*** Opening Records provided ***

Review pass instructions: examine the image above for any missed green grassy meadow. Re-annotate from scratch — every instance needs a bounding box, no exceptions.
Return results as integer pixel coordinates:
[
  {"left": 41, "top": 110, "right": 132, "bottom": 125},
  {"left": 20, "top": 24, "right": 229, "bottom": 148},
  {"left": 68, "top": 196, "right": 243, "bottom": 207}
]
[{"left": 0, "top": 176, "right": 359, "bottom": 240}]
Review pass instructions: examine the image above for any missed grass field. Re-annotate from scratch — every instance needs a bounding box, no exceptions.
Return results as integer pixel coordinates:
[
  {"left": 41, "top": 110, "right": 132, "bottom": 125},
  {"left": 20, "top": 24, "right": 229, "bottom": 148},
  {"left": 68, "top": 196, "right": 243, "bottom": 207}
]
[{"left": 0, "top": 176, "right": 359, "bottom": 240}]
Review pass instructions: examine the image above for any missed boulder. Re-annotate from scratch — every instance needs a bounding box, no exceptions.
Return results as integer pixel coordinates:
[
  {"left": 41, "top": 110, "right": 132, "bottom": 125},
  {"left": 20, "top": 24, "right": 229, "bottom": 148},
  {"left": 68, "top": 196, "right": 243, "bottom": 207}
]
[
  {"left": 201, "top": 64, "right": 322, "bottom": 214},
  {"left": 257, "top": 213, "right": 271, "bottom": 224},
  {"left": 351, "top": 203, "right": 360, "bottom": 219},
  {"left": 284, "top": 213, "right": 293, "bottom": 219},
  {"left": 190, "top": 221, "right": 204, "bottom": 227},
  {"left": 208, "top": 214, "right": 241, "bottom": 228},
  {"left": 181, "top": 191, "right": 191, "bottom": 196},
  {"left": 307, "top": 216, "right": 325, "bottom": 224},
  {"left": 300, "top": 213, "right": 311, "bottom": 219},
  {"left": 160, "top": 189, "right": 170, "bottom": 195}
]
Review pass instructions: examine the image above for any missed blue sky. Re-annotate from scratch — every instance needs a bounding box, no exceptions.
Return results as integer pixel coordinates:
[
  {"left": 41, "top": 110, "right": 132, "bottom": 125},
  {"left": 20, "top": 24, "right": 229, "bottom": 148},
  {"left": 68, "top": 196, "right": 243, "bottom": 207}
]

*** Closing Records provided ***

**What needs to be done:**
Return every record, word for word.

**Answer to this task:**
Review pass instructions: examine the image above for any missed green grassy meadow. Re-annotate from scratch — every instance needs a bounding box, no exceptions.
Return results as integer pixel coordinates:
[
  {"left": 41, "top": 110, "right": 132, "bottom": 125},
  {"left": 20, "top": 24, "right": 229, "bottom": 148},
  {"left": 68, "top": 196, "right": 243, "bottom": 207}
]
[{"left": 0, "top": 176, "right": 359, "bottom": 240}]
Review pass instructions: examine the image above for any missed grass field. Re-annotate from scratch — every instance needs a bounding box, no exceptions.
Return results as integer pixel coordinates:
[
  {"left": 41, "top": 110, "right": 132, "bottom": 125},
  {"left": 20, "top": 24, "right": 229, "bottom": 148},
  {"left": 68, "top": 196, "right": 243, "bottom": 207}
]
[{"left": 0, "top": 176, "right": 359, "bottom": 240}]
Review pass instructions: examine the image above for any missed boulder. Re-annotate from scratch — every instance needs a bounding box, no exceptions.
Return results as integer pixel coordinates:
[
  {"left": 41, "top": 110, "right": 132, "bottom": 125},
  {"left": 20, "top": 24, "right": 229, "bottom": 148},
  {"left": 68, "top": 196, "right": 243, "bottom": 207}
]
[
  {"left": 201, "top": 64, "right": 322, "bottom": 214},
  {"left": 257, "top": 213, "right": 271, "bottom": 224},
  {"left": 351, "top": 203, "right": 360, "bottom": 219},
  {"left": 284, "top": 213, "right": 293, "bottom": 219},
  {"left": 190, "top": 221, "right": 204, "bottom": 227},
  {"left": 208, "top": 214, "right": 241, "bottom": 228},
  {"left": 181, "top": 191, "right": 191, "bottom": 196},
  {"left": 307, "top": 216, "right": 325, "bottom": 224},
  {"left": 300, "top": 213, "right": 311, "bottom": 219},
  {"left": 160, "top": 189, "right": 170, "bottom": 195}
]
Review pass instructions: examine the image above for any missed blue sky. Re-annotate from scratch — every instance needs a bounding box, no exceptions.
Return results as integer pixel coordinates:
[
  {"left": 41, "top": 110, "right": 132, "bottom": 125},
  {"left": 20, "top": 24, "right": 229, "bottom": 148},
  {"left": 68, "top": 196, "right": 243, "bottom": 207}
]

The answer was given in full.